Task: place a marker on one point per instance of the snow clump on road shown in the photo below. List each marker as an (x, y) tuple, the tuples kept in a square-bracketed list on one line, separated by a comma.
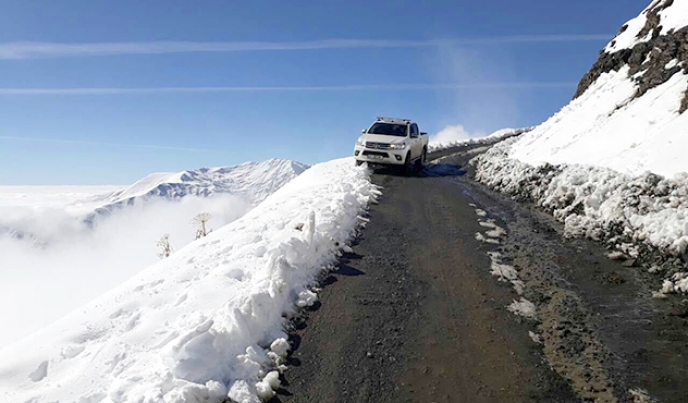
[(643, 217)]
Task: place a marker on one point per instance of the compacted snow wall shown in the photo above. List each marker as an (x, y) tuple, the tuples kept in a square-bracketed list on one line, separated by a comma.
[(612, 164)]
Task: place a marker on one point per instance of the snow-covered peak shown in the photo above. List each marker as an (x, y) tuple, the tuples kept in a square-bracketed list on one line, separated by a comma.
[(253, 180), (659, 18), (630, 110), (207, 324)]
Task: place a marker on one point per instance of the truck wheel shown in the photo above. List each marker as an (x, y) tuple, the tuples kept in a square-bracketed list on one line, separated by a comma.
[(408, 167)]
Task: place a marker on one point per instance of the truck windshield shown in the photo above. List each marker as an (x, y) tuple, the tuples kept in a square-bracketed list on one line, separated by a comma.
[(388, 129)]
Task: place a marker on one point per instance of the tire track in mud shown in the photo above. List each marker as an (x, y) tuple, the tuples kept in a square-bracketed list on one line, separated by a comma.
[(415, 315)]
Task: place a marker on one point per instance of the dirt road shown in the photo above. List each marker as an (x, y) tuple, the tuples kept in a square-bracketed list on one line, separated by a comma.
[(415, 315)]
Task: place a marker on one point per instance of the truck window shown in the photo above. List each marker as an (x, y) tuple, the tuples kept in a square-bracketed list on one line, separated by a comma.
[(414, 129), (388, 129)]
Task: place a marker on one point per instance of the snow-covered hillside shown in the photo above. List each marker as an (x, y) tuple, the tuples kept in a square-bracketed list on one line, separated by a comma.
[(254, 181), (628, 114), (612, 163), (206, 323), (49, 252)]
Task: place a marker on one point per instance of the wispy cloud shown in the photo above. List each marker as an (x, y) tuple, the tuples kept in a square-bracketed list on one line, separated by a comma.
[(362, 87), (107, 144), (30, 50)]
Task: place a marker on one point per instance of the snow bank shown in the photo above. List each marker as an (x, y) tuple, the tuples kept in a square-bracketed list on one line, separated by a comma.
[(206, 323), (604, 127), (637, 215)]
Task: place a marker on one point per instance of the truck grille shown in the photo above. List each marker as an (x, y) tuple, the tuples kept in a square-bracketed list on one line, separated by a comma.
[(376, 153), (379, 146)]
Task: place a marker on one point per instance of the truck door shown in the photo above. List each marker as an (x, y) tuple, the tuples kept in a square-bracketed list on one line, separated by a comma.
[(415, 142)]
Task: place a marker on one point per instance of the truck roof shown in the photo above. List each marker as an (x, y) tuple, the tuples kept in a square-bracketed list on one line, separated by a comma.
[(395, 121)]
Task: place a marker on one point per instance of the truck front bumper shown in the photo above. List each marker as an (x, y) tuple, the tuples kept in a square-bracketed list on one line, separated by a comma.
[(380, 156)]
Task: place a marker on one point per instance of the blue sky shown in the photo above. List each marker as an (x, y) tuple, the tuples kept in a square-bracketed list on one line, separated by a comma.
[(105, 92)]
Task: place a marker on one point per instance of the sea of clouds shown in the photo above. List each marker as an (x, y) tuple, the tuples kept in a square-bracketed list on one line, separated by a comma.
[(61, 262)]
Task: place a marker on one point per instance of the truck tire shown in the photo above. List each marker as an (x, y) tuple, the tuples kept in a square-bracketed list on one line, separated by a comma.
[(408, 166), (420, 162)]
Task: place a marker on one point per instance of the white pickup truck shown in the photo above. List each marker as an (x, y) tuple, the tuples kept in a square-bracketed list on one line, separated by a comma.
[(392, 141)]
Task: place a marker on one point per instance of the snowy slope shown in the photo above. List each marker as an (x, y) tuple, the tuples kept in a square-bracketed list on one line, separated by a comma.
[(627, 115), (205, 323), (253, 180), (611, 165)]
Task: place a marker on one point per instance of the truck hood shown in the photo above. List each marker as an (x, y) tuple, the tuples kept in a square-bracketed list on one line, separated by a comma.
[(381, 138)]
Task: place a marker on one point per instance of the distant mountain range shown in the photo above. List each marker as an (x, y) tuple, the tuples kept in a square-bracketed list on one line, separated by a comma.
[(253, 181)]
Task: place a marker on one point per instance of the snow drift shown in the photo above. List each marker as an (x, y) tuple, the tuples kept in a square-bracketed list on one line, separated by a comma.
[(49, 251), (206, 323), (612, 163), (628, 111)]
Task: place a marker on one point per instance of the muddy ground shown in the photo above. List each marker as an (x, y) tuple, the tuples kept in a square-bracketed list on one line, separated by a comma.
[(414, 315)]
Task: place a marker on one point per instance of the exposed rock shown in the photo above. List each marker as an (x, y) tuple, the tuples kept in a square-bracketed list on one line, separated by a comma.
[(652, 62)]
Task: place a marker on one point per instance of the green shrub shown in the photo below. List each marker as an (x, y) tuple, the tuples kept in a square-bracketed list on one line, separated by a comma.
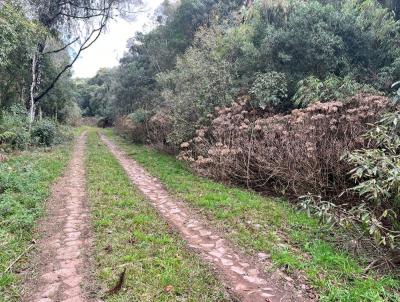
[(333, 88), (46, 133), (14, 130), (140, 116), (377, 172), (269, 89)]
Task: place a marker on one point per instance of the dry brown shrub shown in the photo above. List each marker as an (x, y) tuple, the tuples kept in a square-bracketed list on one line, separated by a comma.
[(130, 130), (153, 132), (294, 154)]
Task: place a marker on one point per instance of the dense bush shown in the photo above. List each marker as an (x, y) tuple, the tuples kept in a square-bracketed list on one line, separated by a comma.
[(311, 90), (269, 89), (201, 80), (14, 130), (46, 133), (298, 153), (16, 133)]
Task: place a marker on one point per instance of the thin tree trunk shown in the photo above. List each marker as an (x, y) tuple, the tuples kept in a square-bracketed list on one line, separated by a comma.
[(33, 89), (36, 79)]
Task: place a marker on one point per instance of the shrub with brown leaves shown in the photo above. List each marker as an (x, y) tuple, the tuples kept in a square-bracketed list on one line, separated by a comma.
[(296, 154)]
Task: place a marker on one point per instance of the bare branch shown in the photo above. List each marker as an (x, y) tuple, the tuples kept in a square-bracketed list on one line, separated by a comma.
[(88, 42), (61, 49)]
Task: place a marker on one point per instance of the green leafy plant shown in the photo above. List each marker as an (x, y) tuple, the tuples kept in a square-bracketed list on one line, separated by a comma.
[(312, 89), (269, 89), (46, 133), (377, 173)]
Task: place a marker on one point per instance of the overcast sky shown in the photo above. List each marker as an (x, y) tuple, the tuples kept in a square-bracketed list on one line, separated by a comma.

§ **WHAT IS BEING ASKED**: Copy out every one of the records above word for word, leaving out the pictures.

§ **ANSWER BELOW**:
Task: place a marker on one point per instance of the snow clump on road shown in the photo below. List each marker as an (x, y) tuple, the tuples kept in a square-bracketed list on one line, separated by a comma.
[(643, 217)]
Task: place a marker on one point per instance of the compacted snow wall shown in the photo above. List each marker as an (x, y) tuple, the tuples kept in a square-bracketed list on one line, separated by a comma.
[(612, 164)]
Task: place a marker on one point per instance of the snow-covered peak shown in the photo above. List each marker as an (x, y) tuple, the tuples kept in a square-bracketed list on one line, separated by a comma.
[(253, 180), (659, 18), (630, 110), (207, 324)]
Task: place a marker on one point per instance of the truck wheel shown in the photo above. List each marker as an (x, y) tuple, the tuples kept in a square-bracketed list on one line, separated by a comma.
[(408, 167)]
Task: place a marker on one point per instance of the truck windshield shown in the photo above. List each marker as an (x, y) tuple, the tuples kept in a square-bracketed list on one line, separated by a comma.
[(388, 129)]
Task: place a marker on one point per instance of the tire track in mud shown in the photo above. List each marker as an (x, y) tuple, the tuples kept in a square-bracketed list on one line, separated by a comma.
[(415, 315)]
Task: place a marker on one point per instance of the dirt road shown in the photo above. List each marker as an (x, y) tuple, the tuples kept in a square-bracketed list on one line, separated by a comma.
[(415, 315)]
Task: place a marker on one point per instance of the truck window shown in the photo above. List each marker as an (x, y) tuple, the tuples kept in a square-bracketed list on one line, separated by a comma.
[(414, 129), (388, 129)]
Task: place a marker on one point per instance of the snow-covered hillside shown in the photo above. List each marker as an (x, y) tuple, the tuples kept in a square-bracketed list on one line, separated by a comma.
[(254, 181), (628, 114), (612, 163), (206, 323), (49, 252)]
Task: place a marker on one point per instance of the wispy cloud shown in the photo above. List each marker as an (x, y) tuple, the tuples kept in a square-bracketed list on one line, separated by a comma.
[(362, 87), (107, 144), (30, 50)]
Task: place a marker on one point per instance of the snow bank shown in the photo above. List each marker as an (x, y) tuple, the tuples kept in a square-bracketed list on one line, separated by a comma.
[(206, 323), (604, 127), (637, 215)]
Task: place a marker on one point per instance of the truck grille shown in the photo above. List each marker as an (x, y) tuple, the tuples kept in a square-bracketed list on one line, separated by a comma.
[(376, 153), (379, 146)]
Task: place a marker on one point per instance of the truck door shown in the photo above. List each marker as an (x, y) tuple, the tuples kept in a square-bracketed list on one line, separated by a comma.
[(415, 142)]
Task: place a marker on one point per instance of the truck roof shown in the photo above. List each marker as an (x, y) tuple, the tuples kept in a square-bracketed list on one line, separated by a comma.
[(395, 121)]
Task: place a marker on one point per instance of the truck front bumper shown in the photo above. List each marker as an (x, y) tuple, the tuples kept in a square-bracketed list on one line, separated by a comma.
[(380, 156)]
Task: place a marker on one point per instance of the blue sky shown in the photo above. List each marker as an (x, y) tuple, the tuples kept in a square-bracketed list on one line, separated by a comma.
[(105, 92)]
Task: place a marker on one point per instance of the sea of clouds shown in the photo above. List each marker as an (x, y) tuple, the tuples kept in a square-bracketed list on one line, separated by a comma.
[(61, 262)]
Task: place a marker on one point per instance of the truck tire shown in the photo above. List each marker as an (x, y) tuple, the tuples kept in a square-bracketed list on one line, separated by a comma.
[(408, 166), (420, 162)]
Task: place a marker on one point per instance of the white pickup truck shown in the photo above. List each marker as an (x, y) tuple, the tuples kept in a square-bracketed list on one line, separated by a comma.
[(392, 141)]
Task: place a marker on one point per instance of the snowy slope shown in the photo above. List each marker as an (x, y) tuple, the tuples kept in a square-bracketed list on one line, separated by a comma.
[(627, 115), (205, 323), (253, 180), (611, 165)]
Task: place a marker on one point per instance of the truck hood shown in the photo above. List each marker as an (x, y) tuple, the tuples kept in a square-bracketed list on one line, separated by a comma.
[(381, 138)]
Task: place a marker on one point per instance of the distant mountain range shown in the photo above. List each marker as an (x, y) tuple, the tuples kept in a square-bracketed list on one line, separated by a comma.
[(253, 181)]
Task: place a marker on one point per instance of the snow drift shown in the photo above. List each marker as an (x, y) tuple, the tuples kept in a square-bracketed list on one line, separated by a comma.
[(49, 251), (206, 323), (612, 163), (628, 111)]
Task: place a marker on one point per instance of the muddy ground shown in the photo above. List each marker as an (x, y) tuple, the tuples kept in a square-bracketed list on one line, separated by a comma.
[(414, 315)]
Task: place a marker on one point per instance of the exposed rock shown in the photo above. List each marker as an (x, y) tuple, the tuples kept in a square-bracketed list on one line, separated by a comma.
[(652, 62)]
Task: place a marker on one point per instance of the green shrub shown in the photo below. List each marker as an (x, y) tuple, the tuples kept in a square-bracketed list on one line, separated by a comma.
[(333, 88), (46, 133), (14, 130), (140, 116), (377, 172), (269, 89)]
Task: place a marker on one point per instance of the dry brown shrub shown in the photo above. List each marker as an (x, y) tuple, the tuples kept in a square-bracketed list on one line, separated by a comma.
[(130, 130), (153, 132), (294, 154)]
Task: place a marker on one point per instance of the dense bush shown in the photo above. List each marker as an (x, y) tuple, the tuples kept in a square-bracketed list on one line, separated by a comma.
[(311, 90), (269, 89), (201, 80), (14, 130), (46, 133), (298, 153), (16, 133)]
Task: place a marker on one point per instance of the thin tree trunk shown in the photo above. List each marker as an (x, y) tuple, the tuples kept in a square-bracketed list on one line, separated by a comma.
[(33, 89), (36, 79)]
Task: place a marker on one point per instance of the shrub with brown leaves shown in the photo above. List each marker as an (x, y) tuple, the tuples kept in a square-bracketed list on one line, separated by a comma.
[(296, 154)]
Task: place a marker on one point per instance of the bare branch shown in the photo above. List each marker as an (x, y) tuple, the tuples kept in a square-bracketed list on one line, separated by a comma.
[(88, 42), (61, 49)]
Task: place a marker on one point per instance of the green leafy plant shown in the photo above. List each marker as an (x, y) tuple, the tuples kept in a square-bracketed list on one line, separated by a comma.
[(312, 89), (269, 89), (46, 133), (377, 173)]
Task: place a marker on one point per instance of the overcast sky shown in the photo above. List each marker as an (x, y) tuple, the tuples kept in a square-bracketed list on one line, separated by a comma.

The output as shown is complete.